• WHAT YOU SHOULD DO
Answer these questions from the debate speech.
(a) According to the speech, how often is a woman killed by a man?
(b) What prize did journalist Alexandra Heal win?
(c) What sentence was Anthony Williams given for strangling his wife to death?

• EXCERPTED PASSAGE

I congratulate the right hon. Members for Romsey and Southampton North (Caroline Nokes) and for Basingstoke (Mrs Miller) on securing this debate.
Every 16 minutes, a woman or a girl is abused. Every three days, a woman is killed by a man. We heard the list read out by my hon. Friend the Member for Birmingham, Yardley (Jess Phillips). We must get to the root of this crisis. Inequality in society is fuelling the killing of women. The bullying and silencing of women’s voices contributes to the abuse that women receive. If a man was killed every three days, there would be investigations at every level of society. Unfortunately, though, at every level of society, a man still holds the power—whether it be economically, politically, in the media or the judicial system. One woman is killed every three days, but let us ask ourselves this: what are we really doing about it.
It is time for all those with power to stop being bystanders in this pandemic and get involved. Just yesterday, we read about Sarah Everard who it seems has been sadly killed. The suspect is a policeman who roamed the corridors of Parliament. I have made a freedom of information request to establish how many police officers—
Order. I must caution the hon. Lady to be very careful about what she says, please. I will not say any more than that. Perhaps she could go on to the next part of her speech.
I take the point, Madam Deputy Speaker.
I have made a freedom of information request to establish how many police officers have been investigated for domestic violence. Recognised journalist Alexandra Heal won a Paul Foot prize for uncovering the shocking stories of how police forces handle domestic abuse complaints against their own officers. Justice for Women highlighted the injustices face by women who kill abusive partners. Why are so many women charged with murder as opposed to manslaughter if there is strong evidence of domestic violence? It is because, predominantly, men are making the judgments.
There was the recent case of Anthony Williams, who was sentenced to five years in jail for strangling his wife to death. She had her keys in her hand and was trying to escape. Judge Paul Thomas said that, in his view, Williams’s mental health was
“severely affected at the time”.
This is ridiculous. In 2019, Judge Hayden said:
“I cannot think of any more obviously fundamental human right than the right of a man to have sex with his wife”—
really, Justice Hayden? How about the fundamental right to life, or the fundamental right to say no? Lord Chief Justice Burnett said that the small number of sexism cases in courts gives a false impression. I say that all sexism in courts must be eradicated and judges removed.

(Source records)
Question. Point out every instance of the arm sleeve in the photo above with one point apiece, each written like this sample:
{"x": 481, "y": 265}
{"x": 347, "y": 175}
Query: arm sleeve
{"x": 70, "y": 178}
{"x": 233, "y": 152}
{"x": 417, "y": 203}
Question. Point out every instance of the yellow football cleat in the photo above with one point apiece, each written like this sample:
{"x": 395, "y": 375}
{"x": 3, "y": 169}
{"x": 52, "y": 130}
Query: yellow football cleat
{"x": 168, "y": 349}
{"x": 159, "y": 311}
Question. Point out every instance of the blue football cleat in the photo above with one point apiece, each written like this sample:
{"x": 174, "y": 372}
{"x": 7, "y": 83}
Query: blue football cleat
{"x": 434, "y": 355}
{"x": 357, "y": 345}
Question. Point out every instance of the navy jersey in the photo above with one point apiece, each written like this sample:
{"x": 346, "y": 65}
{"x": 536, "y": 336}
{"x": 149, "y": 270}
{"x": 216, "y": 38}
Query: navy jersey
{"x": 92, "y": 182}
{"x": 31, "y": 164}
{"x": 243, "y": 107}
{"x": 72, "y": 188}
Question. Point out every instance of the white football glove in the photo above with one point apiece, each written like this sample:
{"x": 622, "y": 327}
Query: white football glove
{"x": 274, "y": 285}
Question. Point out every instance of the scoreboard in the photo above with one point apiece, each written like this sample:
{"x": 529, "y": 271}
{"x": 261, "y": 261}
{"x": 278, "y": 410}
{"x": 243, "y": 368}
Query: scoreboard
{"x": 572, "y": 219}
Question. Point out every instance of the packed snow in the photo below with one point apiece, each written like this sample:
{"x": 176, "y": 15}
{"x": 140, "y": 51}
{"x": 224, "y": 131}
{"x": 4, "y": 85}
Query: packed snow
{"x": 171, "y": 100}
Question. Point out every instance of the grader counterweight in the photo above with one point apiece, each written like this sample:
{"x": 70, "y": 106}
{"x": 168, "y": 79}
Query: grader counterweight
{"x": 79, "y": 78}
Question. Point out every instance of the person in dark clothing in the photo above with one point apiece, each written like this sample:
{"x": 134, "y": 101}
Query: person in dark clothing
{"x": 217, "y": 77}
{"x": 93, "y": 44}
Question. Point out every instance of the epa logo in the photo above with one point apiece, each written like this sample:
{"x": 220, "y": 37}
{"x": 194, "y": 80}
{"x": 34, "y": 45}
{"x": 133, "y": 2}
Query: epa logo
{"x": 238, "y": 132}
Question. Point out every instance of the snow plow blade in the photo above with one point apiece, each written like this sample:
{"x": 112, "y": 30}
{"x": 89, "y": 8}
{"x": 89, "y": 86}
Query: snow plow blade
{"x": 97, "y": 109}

• TASK RESPONSE
(a) Every three days.
(b) A Paul Foot prize.
(c) Five years in jail.